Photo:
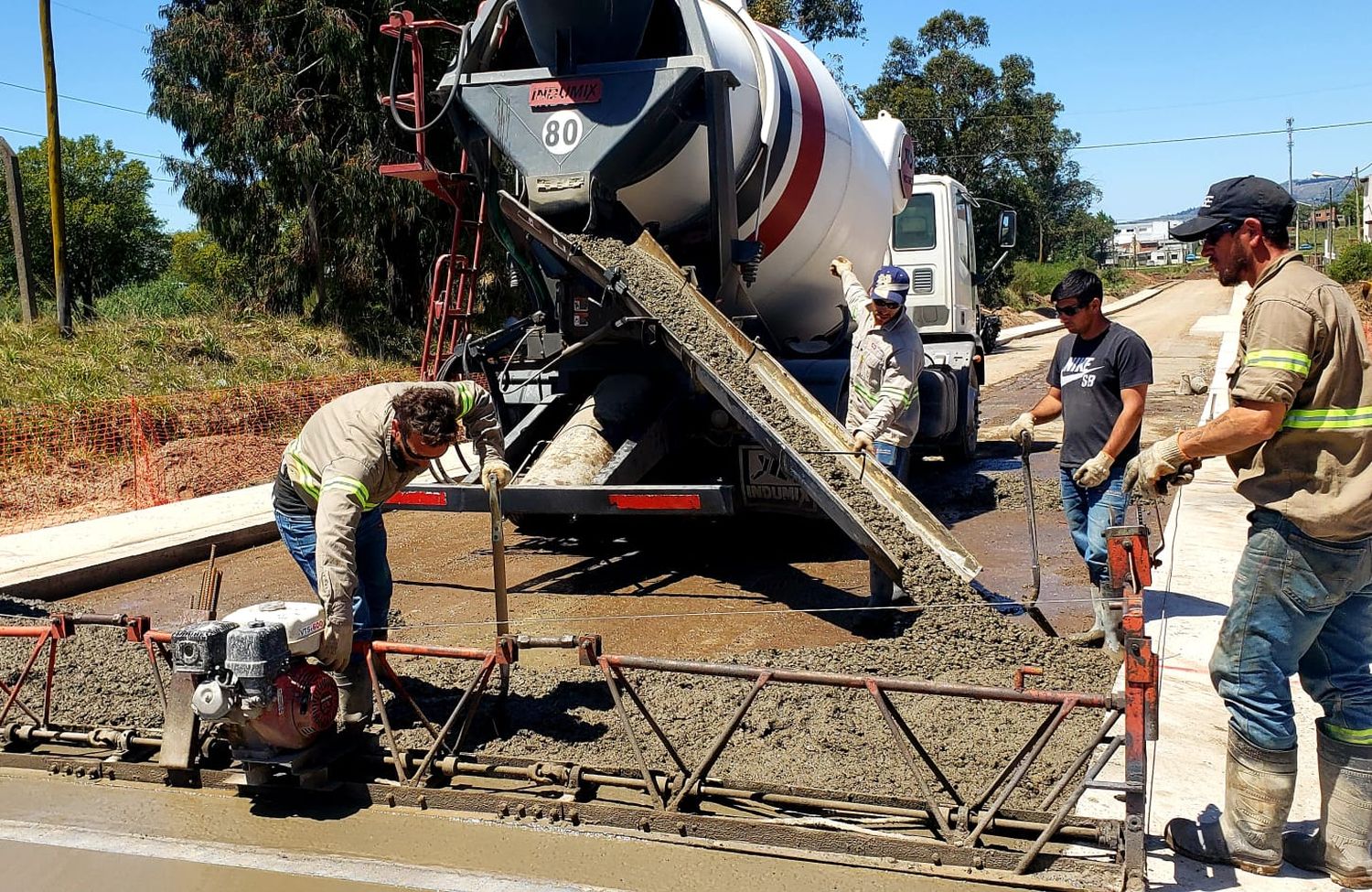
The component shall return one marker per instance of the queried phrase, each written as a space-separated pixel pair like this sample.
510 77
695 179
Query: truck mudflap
803 409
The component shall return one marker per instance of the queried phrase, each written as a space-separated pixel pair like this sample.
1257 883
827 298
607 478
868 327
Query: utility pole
57 199
1292 181
18 228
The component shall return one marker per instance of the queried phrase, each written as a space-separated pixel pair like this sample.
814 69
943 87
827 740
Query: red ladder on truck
453 279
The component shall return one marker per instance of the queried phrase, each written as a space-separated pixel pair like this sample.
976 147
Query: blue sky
1124 73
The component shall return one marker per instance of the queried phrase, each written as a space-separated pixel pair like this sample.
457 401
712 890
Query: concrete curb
1051 324
65 560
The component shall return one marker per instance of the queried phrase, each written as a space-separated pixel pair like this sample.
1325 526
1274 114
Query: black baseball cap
1235 200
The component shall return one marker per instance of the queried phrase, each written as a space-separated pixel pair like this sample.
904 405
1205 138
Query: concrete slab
74 557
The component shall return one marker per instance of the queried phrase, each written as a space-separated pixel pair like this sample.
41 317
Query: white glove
1149 471
1094 471
497 468
337 647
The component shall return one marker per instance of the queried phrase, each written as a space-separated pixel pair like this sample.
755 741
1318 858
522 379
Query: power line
101 18
85 102
1179 139
43 136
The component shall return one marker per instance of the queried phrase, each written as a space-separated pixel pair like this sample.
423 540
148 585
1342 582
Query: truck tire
962 446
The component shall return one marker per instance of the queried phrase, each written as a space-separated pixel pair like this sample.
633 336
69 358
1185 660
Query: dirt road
699 590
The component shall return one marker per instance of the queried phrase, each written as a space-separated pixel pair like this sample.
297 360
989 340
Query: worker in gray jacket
883 389
351 456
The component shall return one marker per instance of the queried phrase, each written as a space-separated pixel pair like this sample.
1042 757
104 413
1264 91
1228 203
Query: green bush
161 298
1353 263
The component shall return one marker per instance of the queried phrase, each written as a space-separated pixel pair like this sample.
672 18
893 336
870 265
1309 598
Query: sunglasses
1218 232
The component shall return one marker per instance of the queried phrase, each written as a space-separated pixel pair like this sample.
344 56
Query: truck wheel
962 447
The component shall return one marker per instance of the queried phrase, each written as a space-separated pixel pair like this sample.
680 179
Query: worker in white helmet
883 394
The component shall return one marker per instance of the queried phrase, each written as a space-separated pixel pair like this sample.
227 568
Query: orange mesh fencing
60 464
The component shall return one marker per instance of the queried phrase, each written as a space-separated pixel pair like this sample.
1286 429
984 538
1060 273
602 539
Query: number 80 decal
563 131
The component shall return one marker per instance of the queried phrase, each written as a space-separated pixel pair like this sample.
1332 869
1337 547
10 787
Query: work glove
1149 472
337 647
1094 471
1023 428
497 468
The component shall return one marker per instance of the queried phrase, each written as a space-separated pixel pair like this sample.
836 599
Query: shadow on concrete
1176 604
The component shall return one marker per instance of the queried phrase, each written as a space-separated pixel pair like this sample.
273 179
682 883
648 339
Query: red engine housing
306 702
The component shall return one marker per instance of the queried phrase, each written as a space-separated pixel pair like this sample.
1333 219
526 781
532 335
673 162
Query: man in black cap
1298 435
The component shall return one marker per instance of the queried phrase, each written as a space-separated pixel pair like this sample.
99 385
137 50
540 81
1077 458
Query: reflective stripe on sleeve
870 398
1284 360
1328 419
353 488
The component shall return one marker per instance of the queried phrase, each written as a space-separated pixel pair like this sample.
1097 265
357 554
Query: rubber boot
1259 788
1339 847
1099 622
354 694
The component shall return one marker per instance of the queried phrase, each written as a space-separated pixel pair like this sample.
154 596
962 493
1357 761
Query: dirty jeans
1301 606
372 598
1088 512
880 586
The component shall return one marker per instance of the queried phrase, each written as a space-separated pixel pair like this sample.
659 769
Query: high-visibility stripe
309 480
1361 737
351 486
903 395
1328 419
1287 360
870 398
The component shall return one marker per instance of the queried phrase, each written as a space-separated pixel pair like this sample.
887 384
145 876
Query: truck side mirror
1007 228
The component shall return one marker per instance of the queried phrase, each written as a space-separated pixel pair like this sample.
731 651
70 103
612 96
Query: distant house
1147 243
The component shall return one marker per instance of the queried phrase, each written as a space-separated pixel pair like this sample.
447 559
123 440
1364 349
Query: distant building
1147 243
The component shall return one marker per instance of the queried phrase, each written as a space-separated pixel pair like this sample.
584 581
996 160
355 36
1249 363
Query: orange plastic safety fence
60 464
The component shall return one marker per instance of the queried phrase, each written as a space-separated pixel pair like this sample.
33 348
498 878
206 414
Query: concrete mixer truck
735 150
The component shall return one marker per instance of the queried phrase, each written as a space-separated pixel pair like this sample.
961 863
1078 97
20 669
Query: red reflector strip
660 501
417 497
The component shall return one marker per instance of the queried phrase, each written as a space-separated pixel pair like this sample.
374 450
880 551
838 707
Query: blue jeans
1300 606
1088 512
372 598
880 586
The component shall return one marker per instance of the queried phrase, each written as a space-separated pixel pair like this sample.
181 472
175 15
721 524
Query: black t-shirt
1091 373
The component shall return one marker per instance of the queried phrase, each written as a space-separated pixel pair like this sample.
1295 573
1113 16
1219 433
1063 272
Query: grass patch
139 354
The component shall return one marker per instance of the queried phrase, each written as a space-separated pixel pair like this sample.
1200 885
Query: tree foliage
811 19
990 129
277 106
113 238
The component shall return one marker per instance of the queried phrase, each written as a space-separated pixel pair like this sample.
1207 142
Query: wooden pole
18 228
57 200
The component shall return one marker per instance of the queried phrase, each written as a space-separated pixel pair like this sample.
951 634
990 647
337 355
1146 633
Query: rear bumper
571 500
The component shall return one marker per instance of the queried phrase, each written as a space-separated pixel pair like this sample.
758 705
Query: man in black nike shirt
1098 382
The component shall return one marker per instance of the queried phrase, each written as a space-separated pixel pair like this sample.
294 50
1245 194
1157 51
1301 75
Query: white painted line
277 861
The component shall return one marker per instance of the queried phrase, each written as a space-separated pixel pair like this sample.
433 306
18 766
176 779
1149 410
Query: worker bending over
1298 435
1098 382
351 456
883 392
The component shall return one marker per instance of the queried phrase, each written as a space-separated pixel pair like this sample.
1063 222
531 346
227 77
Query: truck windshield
914 227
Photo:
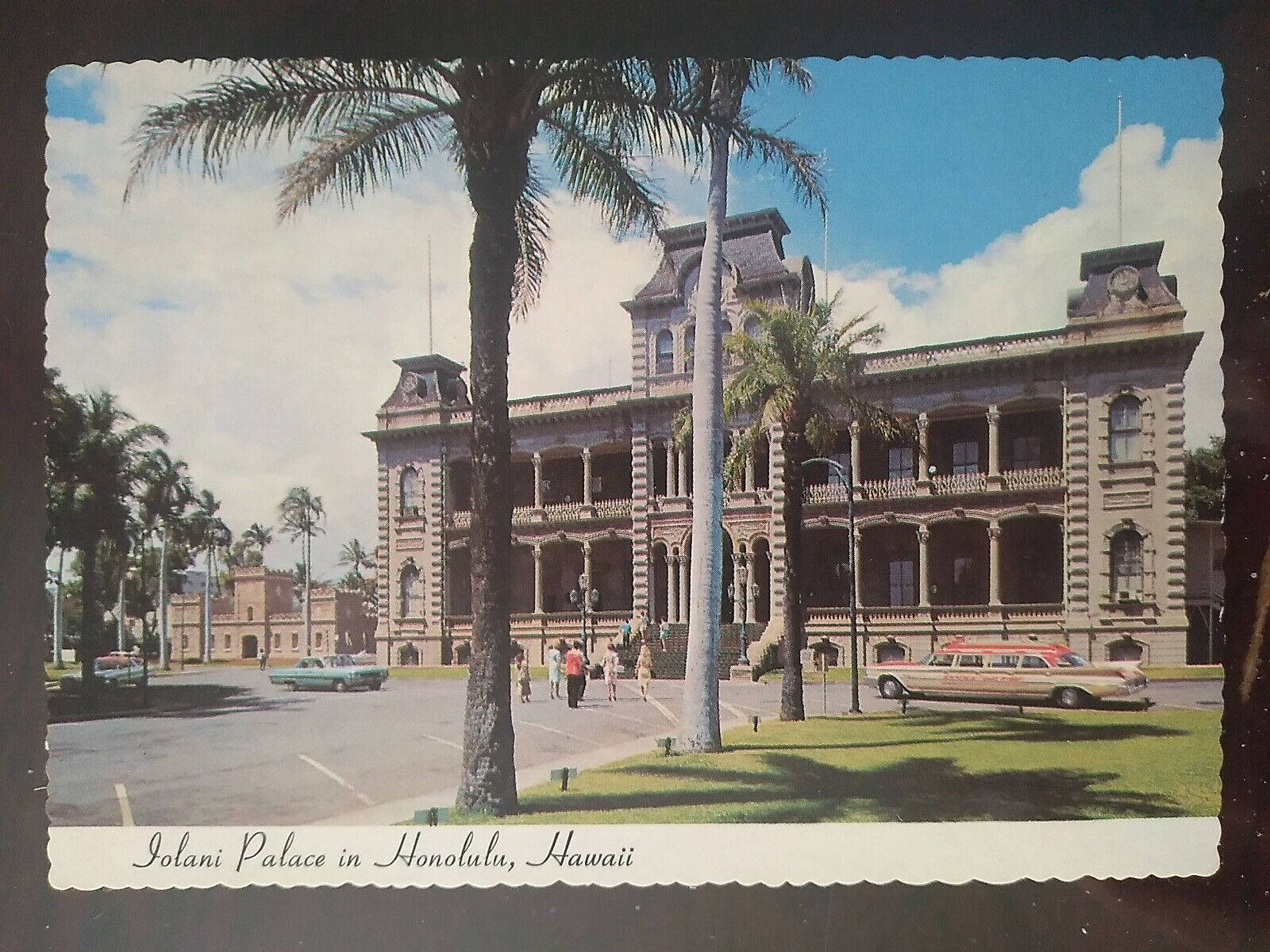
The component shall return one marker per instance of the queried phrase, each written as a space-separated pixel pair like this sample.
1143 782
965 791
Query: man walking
575 668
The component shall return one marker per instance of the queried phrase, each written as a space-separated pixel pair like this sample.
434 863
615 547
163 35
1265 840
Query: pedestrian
645 670
522 673
575 676
554 660
610 666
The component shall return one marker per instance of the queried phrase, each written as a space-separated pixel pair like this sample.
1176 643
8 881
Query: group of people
568 663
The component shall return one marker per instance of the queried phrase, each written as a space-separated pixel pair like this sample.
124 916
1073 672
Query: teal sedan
333 673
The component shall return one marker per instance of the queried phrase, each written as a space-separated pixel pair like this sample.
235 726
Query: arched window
410 592
1126 429
412 497
664 359
1127 568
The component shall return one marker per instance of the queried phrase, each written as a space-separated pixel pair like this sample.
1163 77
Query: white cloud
1020 281
264 349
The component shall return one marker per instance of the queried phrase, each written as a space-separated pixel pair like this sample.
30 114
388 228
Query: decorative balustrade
959 482
1043 478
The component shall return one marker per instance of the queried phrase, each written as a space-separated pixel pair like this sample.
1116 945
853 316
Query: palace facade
1045 495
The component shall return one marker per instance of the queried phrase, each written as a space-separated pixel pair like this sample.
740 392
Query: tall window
410 592
412 498
965 457
1026 455
1126 429
664 359
899 463
902 583
1127 569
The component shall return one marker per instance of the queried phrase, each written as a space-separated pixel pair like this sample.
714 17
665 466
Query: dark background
1229 912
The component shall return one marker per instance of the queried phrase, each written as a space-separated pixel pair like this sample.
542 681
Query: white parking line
121 793
338 780
442 740
658 704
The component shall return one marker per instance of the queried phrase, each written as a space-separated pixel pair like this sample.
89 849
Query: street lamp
584 600
845 479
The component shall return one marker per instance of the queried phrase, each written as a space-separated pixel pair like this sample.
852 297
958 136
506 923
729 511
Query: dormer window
1126 429
664 359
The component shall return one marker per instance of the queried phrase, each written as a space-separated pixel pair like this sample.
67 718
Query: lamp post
846 479
584 600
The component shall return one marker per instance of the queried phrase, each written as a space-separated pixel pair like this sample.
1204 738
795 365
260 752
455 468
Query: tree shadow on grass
799 790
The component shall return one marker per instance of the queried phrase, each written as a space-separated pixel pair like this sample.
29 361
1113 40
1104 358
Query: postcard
620 473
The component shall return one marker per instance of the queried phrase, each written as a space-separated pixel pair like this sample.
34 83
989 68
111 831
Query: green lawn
929 766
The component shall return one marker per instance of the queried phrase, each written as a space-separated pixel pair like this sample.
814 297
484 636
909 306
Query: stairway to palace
671 660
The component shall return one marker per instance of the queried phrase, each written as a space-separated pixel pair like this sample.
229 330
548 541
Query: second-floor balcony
556 513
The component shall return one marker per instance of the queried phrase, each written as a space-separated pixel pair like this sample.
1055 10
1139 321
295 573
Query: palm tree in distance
800 374
165 495
302 514
723 84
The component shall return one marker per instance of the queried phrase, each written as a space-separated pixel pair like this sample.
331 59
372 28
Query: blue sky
962 196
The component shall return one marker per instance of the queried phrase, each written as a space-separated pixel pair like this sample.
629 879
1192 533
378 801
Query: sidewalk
403 810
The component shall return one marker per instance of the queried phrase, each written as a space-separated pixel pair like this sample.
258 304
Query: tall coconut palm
727 83
165 495
302 514
368 124
800 374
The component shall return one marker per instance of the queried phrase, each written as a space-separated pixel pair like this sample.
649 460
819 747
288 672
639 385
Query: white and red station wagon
1009 670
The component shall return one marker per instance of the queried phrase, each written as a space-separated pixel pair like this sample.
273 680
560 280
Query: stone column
924 451
855 452
537 578
672 588
924 568
586 475
685 587
994 443
994 564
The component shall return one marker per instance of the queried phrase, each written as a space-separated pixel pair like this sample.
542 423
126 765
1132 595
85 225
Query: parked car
114 670
334 672
1011 672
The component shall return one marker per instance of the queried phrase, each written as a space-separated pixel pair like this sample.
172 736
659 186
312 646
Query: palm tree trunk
489 771
794 621
309 575
59 609
163 601
700 727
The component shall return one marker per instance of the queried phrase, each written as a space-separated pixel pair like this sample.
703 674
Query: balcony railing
556 512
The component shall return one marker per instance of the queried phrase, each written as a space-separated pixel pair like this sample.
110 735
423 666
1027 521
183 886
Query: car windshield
1071 660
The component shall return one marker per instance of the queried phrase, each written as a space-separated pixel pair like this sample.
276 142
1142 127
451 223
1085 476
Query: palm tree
165 495
724 86
302 513
799 374
368 124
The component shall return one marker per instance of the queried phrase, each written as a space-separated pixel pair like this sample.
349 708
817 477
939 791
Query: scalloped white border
774 854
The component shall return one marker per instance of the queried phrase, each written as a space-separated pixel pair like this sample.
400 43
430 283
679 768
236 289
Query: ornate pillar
924 568
586 476
672 588
994 443
685 587
855 454
537 578
994 564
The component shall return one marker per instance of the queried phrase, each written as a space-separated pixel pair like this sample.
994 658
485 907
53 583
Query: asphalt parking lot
224 747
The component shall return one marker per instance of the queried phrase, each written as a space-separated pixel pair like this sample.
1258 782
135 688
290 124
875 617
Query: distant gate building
1043 497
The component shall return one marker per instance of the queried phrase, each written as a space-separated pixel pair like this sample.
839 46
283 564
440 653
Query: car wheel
1070 698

****************

§ **What the task asks**
Nothing but the lines from the one with "Query: distant gate building" through the last line of the entries should be repeated, and those exactly.

§ **Answer to this exercise**
Query: distant gate building
1043 497
The component shall return one marker per instance of the queried phrase, each written as a space-separated pixel pair like this sample.
839 46
283 564
440 653
Query: car wheel
1070 698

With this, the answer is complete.